---------- Texte cité

Guide : L’accessibilité pour tous aux TIC : Comment toucher et intéresser les publics les plus éloignés ? Un guide pédagogique à paraître pour les acteurs de l’accès public

, par  Philippe Cazeneuve , popularité : 5%

Ce texte présente la problématique qui guide le travail de rédaction en cours de ce second volume d’une collection de guides pédagogiques initiée par CRéATIF avec le soutien financier de la CDC.

Le Progrès ne vaut que s’il est partagé par tous

La problématique du « fossé numérique »

 Un fossé socio-économique : les cadres et professions intellectuelles supérieures utilisent internet 6 fois plus que les ouvriers (76,3 % contre 12,9 %). (sce :ROUQUETTE, INSEE, 2002).

 Un fossé d’éducation : 68 % des diplômés de l’enseignement supérieur utilisent internet contre 14 % des sans-diplôme. (Sce : BIGOT, CREDOC, 2002)

 Un fossé de générations : 68 % des 15-24 ans l’utilisent, mais plus on avance en âge, moins on utilise l’internet : 39 % des 35-49 ans sont utilisateurs, et seulement 3 à 5 % des plus de 65 ans. (Sce : BIGOT, CREDOC, 2002)

Des non-usagers réfractaires aux TIC ?

La progression continue du nombre d’abonnés et d’usagers d’internet, ne doit pas nous faire oublier qu’une part importante de la population reste aujourd’hui encore à l’écart des « autoroutes de l’information ».

Certains d’entre eux s’affichent même comme carrément réfractaires : 65 % des personnes non diplômées ou faiblement diplômées ne sont pas connectées à internet et n’envisagent pas de le faire (Sce : LOUE et HEITZMANN, SESSI, 2003).

Les « sans-claviers », nouveaux exclus ou exclus à nouveau ?

La maîtrise pratique de l’outil informatique, intégrée par les « cols blancs » ou les employés de bureau n’est en rien comparable avec la distance, voire la crainte de l’outil que manifestent bons nombre de demandeurs d’emploi peu qualifiés, de personnes retraitées, de femmes au foyer ou de travailleurs du bâtiment, pour qui l’informatique reste un objet mystérieux et lointain.

Lorsque nous nous engageons pour promouvoir la diffusion des usages des TIC, nous devons être vigilants aux questions d’équité, afin d ?éviter que l’exclusion numérique ne vienne renforcer les différentes formes d’exclusions sociale.

Illettrisme et illectronisme

Selon une étude menée par l’OCDE auprès de 20 pays industrialisés, un quart des adultes n’ont pas les compétences nécessaires en lecture, en écriture et en calcul pour naviguer sans problème sur internet.

En insistant sur la nécessité d’apprendre à lire et à écrire avec les nouveaux médias, le néologisme « illectronisme » introduit un parallèle intéressant avec la notion d’illettrisme. Pourtant, cette analogie féconde a été peu exploitée du point de vue des méthodes pédagogiques mises en oeuvres dans les lieux d’accès publics numériques.

Il serait intéresser de creuser cette piste, et de voir dans quelle mesure l’expérience acquise dans la lutte contre l’illettrisme est transposable à « l’alphabétisation numérique ».

--------------------

À faire:
Répondez à ces questions à l'aide du texte sur l'accès de tous aux TIC :
1. Quel pourcentage des 15-24 ans utilise internet ?
2. Quelle part des personnes non diplômées ou faiblement diplômées n'est pas connectée à internet et n'envisage pas de l'être ?
3. Selon l'étude de l'OCDE, quelle part des adultes n'a pas les compétences en lecture, en écriture et en calcul pour naviguer sans problème sur internet ?

---------- Extraits des données

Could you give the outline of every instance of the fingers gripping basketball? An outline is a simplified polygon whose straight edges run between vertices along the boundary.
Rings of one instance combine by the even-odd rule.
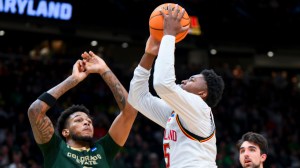
[[[163,34],[164,34],[164,32],[163,32],[164,18],[162,16],[162,14],[160,13],[160,9],[162,9],[162,12],[164,12],[165,14],[168,14],[168,5],[169,4],[172,8],[172,12],[174,12],[176,4],[174,4],[174,3],[164,3],[164,4],[161,4],[158,7],[156,7],[152,11],[152,13],[150,15],[150,18],[149,18],[150,34],[158,41],[161,41],[161,39],[163,37]],[[178,5],[178,9],[181,11],[182,7],[180,5]],[[190,25],[190,17],[189,17],[189,15],[186,11],[184,12],[184,15],[183,15],[180,23],[183,27]],[[188,34],[188,29],[184,32],[178,33],[176,35],[176,43],[183,40],[186,37],[187,34]]]

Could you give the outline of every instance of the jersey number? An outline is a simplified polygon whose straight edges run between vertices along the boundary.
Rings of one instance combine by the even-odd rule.
[[[166,161],[166,167],[170,167],[170,144],[166,143],[164,144],[164,156],[165,156],[165,161]]]

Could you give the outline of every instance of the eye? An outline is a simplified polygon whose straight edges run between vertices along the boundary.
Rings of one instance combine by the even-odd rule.
[[[78,118],[78,119],[75,120],[75,122],[82,122],[82,121],[83,121],[82,118]]]

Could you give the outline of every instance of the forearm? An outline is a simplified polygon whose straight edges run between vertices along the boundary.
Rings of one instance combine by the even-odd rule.
[[[50,94],[48,96],[53,96],[55,99],[58,99],[61,95],[76,86],[78,83],[79,81],[74,80],[72,77],[68,77],[66,80],[47,91],[47,93]],[[28,118],[35,140],[38,144],[48,142],[54,133],[53,124],[49,117],[46,116],[46,112],[50,108],[51,106],[47,102],[38,98],[28,109]]]
[[[140,61],[140,66],[142,66],[147,70],[150,70],[153,66],[155,58],[156,58],[155,55],[145,53]]]
[[[107,69],[105,72],[101,73],[101,77],[109,86],[120,110],[123,110],[126,105],[128,92],[110,69]]]
[[[54,98],[58,99],[64,93],[66,93],[71,88],[75,87],[80,81],[72,76],[69,76],[63,82],[48,90],[47,93],[51,94]]]

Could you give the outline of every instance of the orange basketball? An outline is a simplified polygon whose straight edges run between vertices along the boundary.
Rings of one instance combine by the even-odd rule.
[[[172,8],[172,12],[174,12],[176,4],[164,3],[164,4],[161,4],[158,7],[156,7],[153,10],[153,12],[151,13],[150,18],[149,18],[150,34],[158,41],[161,41],[163,34],[164,34],[164,32],[163,32],[164,31],[163,30],[164,29],[164,17],[161,15],[159,10],[162,9],[162,11],[165,14],[168,14],[168,4],[170,4],[170,6]],[[182,7],[180,5],[178,5],[178,9],[181,11]],[[182,26],[190,25],[190,17],[186,11],[184,12],[184,15],[183,15],[180,23]],[[186,37],[186,35],[188,34],[188,30],[176,35],[176,43],[183,40]]]

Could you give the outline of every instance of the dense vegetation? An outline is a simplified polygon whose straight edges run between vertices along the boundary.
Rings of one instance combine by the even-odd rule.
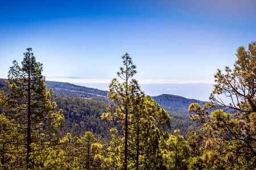
[[[109,99],[69,83],[46,82],[47,90],[42,65],[27,50],[6,84],[0,80],[0,169],[256,167],[256,42],[238,49],[233,70],[218,70],[208,103],[146,96],[128,54]]]

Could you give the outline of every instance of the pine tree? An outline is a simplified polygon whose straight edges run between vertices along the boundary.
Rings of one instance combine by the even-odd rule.
[[[5,142],[9,142],[10,146],[2,151],[26,158],[26,168],[31,169],[46,148],[59,143],[56,135],[64,117],[61,110],[55,112],[56,104],[51,101],[52,90],[46,91],[42,64],[36,62],[31,48],[27,50],[22,66],[13,62],[6,82],[10,92],[1,92],[1,103],[7,108],[3,116],[17,136],[15,141],[14,135],[7,134],[11,141]],[[20,148],[15,150],[15,144]],[[23,164],[21,167],[24,168]]]
[[[121,72],[118,72],[118,76],[123,80],[123,83],[120,83],[114,78],[109,86],[108,97],[116,104],[118,108],[116,112],[113,114],[114,119],[123,127],[125,141],[123,142],[124,162],[123,169],[127,169],[128,163],[128,126],[129,120],[131,115],[134,114],[133,103],[136,97],[143,96],[144,94],[140,91],[139,86],[136,80],[133,79],[133,76],[136,73],[136,66],[133,64],[131,58],[127,53],[122,57],[125,68],[121,67]],[[103,114],[102,119],[106,119],[111,117],[110,113]]]
[[[256,167],[256,42],[248,50],[237,50],[232,70],[214,75],[216,84],[208,103],[192,104],[192,120],[204,125],[203,158],[212,168],[253,169]],[[230,99],[229,103],[221,100]],[[216,110],[209,113],[209,109]]]
[[[124,81],[121,83],[117,79],[112,80],[108,96],[114,104],[109,107],[109,113],[102,115],[103,120],[118,125],[111,129],[113,134],[106,150],[108,159],[105,164],[119,169],[146,168],[147,162],[157,157],[162,135],[158,128],[170,125],[170,118],[141,91],[137,81],[133,79],[136,67],[129,54],[125,54],[122,59],[125,69],[121,67],[117,75]],[[148,165],[146,169],[152,167]]]

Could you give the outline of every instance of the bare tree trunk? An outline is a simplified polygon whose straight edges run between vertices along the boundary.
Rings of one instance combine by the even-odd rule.
[[[28,53],[28,108],[27,108],[27,169],[30,169],[31,167],[30,163],[30,156],[31,152],[31,112],[30,107],[30,52]]]

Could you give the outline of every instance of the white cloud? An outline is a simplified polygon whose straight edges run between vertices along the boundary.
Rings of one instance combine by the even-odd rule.
[[[68,79],[68,78],[46,78],[47,80],[68,82],[73,84],[110,84],[112,79]],[[214,84],[213,80],[183,80],[183,79],[139,79],[139,84]]]

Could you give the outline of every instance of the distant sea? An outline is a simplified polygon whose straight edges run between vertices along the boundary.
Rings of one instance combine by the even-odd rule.
[[[111,79],[76,79],[76,78],[47,78],[47,80],[67,82],[108,90]],[[213,81],[195,81],[184,80],[138,80],[142,91],[150,96],[158,96],[163,94],[181,96],[205,101],[213,90]]]

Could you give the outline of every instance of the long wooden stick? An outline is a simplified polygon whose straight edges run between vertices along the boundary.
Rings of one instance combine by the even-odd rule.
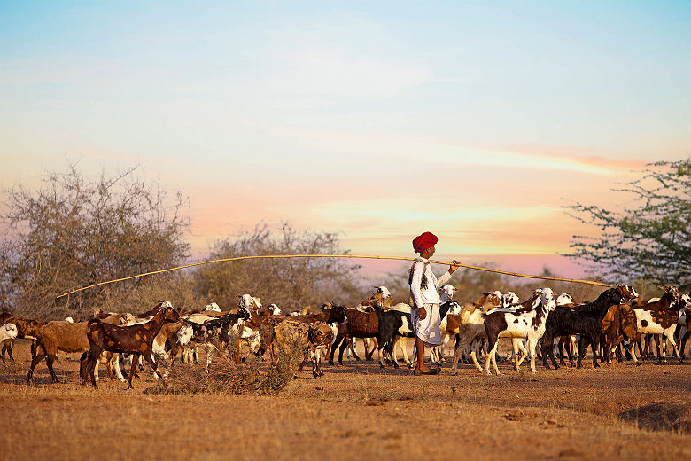
[[[191,268],[194,266],[201,266],[202,264],[210,264],[212,262],[225,262],[228,261],[244,261],[244,260],[251,260],[251,259],[281,259],[281,258],[359,258],[359,259],[381,259],[381,260],[400,260],[400,261],[415,260],[415,258],[403,257],[403,256],[369,256],[369,255],[362,255],[362,254],[262,254],[258,256],[238,256],[237,258],[222,258],[222,259],[215,259],[210,261],[202,261],[200,262],[194,262],[192,264],[185,264],[184,266],[177,266],[170,269],[162,269],[160,270],[153,270],[151,272],[145,272],[144,274],[137,274],[136,276],[126,277],[123,278],[116,278],[115,280],[108,280],[107,282],[100,282],[97,284],[89,285],[89,286],[77,288],[76,290],[72,290],[71,292],[62,293],[59,296],[56,296],[55,299],[58,300],[62,298],[63,296],[67,296],[68,294],[72,294],[73,293],[81,292],[82,290],[87,290],[89,288],[93,288],[94,286],[113,284],[115,282],[122,282],[123,280],[130,280],[132,278],[136,278],[137,277],[151,276],[153,274],[160,274],[162,272],[170,272],[171,270],[178,270],[180,269]],[[430,260],[430,262],[434,262],[435,264],[444,264],[446,266],[451,265],[451,262],[444,262],[444,261]],[[558,277],[531,276],[527,274],[520,274],[518,272],[508,272],[506,270],[499,270],[497,269],[483,268],[479,266],[470,266],[468,264],[461,264],[461,263],[455,265],[462,268],[473,269],[476,270],[484,270],[485,272],[495,272],[497,274],[504,274],[507,276],[523,277],[525,278],[540,278],[541,280],[557,280],[560,282],[573,282],[577,284],[595,285],[598,286],[611,286],[609,284],[594,282],[592,280],[578,280],[573,278],[561,278]]]

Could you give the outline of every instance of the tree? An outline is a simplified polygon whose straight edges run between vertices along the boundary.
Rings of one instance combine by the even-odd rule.
[[[593,264],[609,281],[621,277],[691,285],[691,159],[648,165],[617,191],[632,207],[611,211],[578,203],[569,215],[596,226],[596,237],[574,235],[571,258]],[[629,203],[627,201],[627,203]]]
[[[330,232],[295,231],[285,223],[274,233],[258,225],[234,240],[213,244],[210,259],[261,254],[346,254],[338,235]],[[223,309],[237,304],[237,295],[259,296],[262,304],[281,309],[318,307],[337,301],[352,302],[361,292],[354,276],[358,265],[336,258],[261,259],[201,266],[195,272],[198,290]]]
[[[4,194],[0,290],[2,301],[19,312],[52,317],[62,311],[88,313],[107,295],[131,291],[144,280],[80,292],[59,305],[55,297],[74,287],[177,265],[188,255],[186,200],[180,193],[169,199],[138,167],[90,181],[70,164],[66,173],[49,172],[37,191],[19,186]]]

--------------------

Réponse attendue:
1. 68 %.
2. 65 %.
3. Un quart.